Problem statement: Starting at the line containing "Locate the blue patch" and ending at the line containing "[0,0,954,300]", both included, rewrite every line of the entries with the wording unchanged. Multiply each bounding box coordinate by 2.3 and round it to a whole number, with halves rounded up, and give only those lines.

Stored rows:
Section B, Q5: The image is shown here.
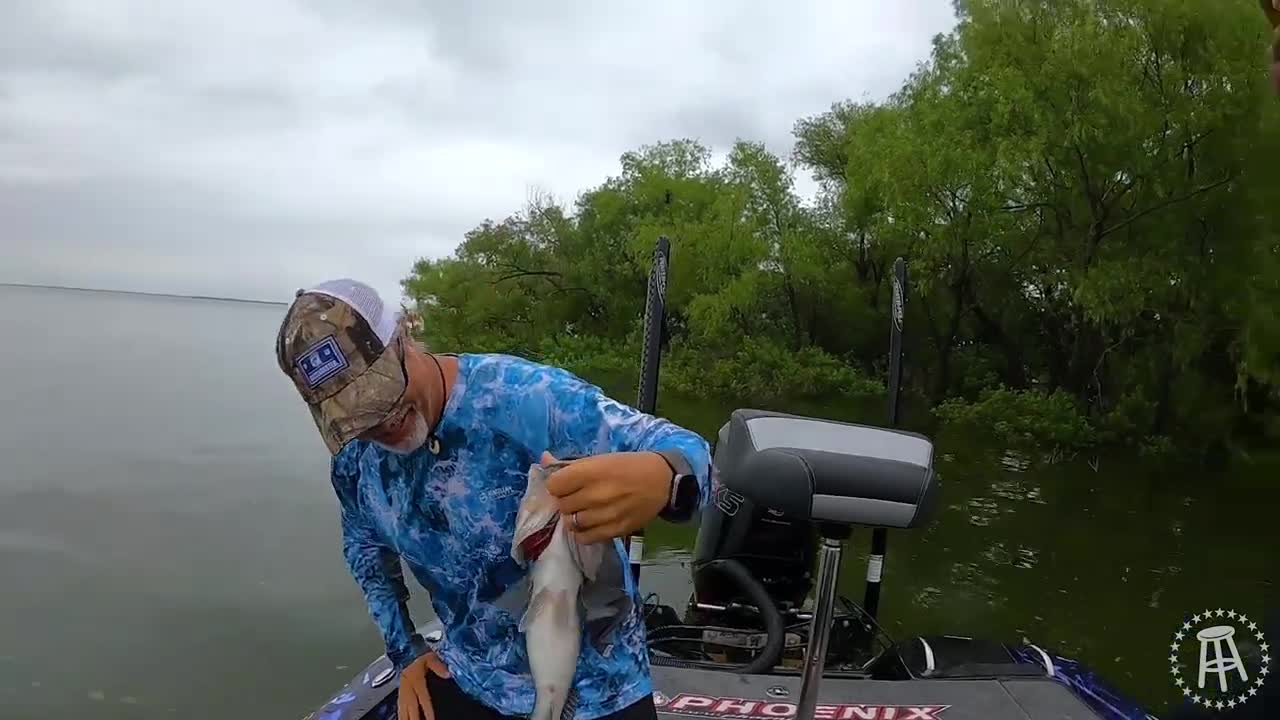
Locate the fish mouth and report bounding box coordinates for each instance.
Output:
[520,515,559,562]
==
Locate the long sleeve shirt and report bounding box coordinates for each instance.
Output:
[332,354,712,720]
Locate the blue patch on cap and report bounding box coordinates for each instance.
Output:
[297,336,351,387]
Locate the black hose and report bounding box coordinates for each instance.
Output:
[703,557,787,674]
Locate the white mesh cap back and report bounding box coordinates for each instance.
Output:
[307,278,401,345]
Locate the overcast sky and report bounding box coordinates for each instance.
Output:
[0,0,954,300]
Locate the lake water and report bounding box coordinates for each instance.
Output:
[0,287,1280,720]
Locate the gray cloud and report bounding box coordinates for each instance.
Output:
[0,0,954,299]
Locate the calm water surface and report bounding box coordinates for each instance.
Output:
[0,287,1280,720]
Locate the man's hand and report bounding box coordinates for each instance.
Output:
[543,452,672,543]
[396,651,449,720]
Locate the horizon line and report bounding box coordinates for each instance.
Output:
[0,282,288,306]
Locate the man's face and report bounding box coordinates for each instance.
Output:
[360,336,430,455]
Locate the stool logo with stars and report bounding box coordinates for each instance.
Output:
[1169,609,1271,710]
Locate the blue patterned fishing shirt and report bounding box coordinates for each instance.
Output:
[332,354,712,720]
==
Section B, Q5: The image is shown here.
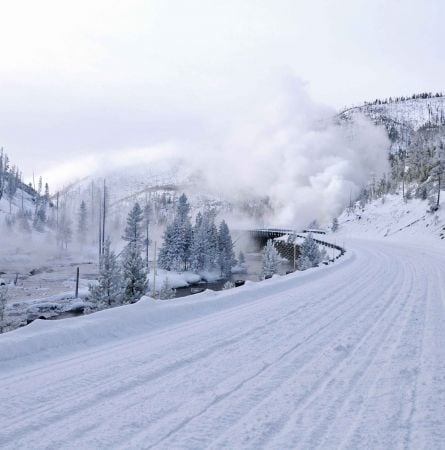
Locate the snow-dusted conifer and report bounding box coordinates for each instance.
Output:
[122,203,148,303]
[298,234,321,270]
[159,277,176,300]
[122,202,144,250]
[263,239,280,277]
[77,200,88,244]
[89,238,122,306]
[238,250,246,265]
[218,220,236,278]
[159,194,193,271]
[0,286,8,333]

Completed exercise:
Locate the blue patch on cap and report bounding box coordinates for each instance.
Output:
[683,773,807,890]
Locate the black hose and report bounding box coordinates for each instance.
Output:
[1617,1281,1810,1550]
Locate the white mesh cap back and report bounding box coordinates for each instance.
Output:
[706,639,922,794]
Locate the overcast sky and report bounding box coordinates for each instance.
Output:
[0,0,2194,690]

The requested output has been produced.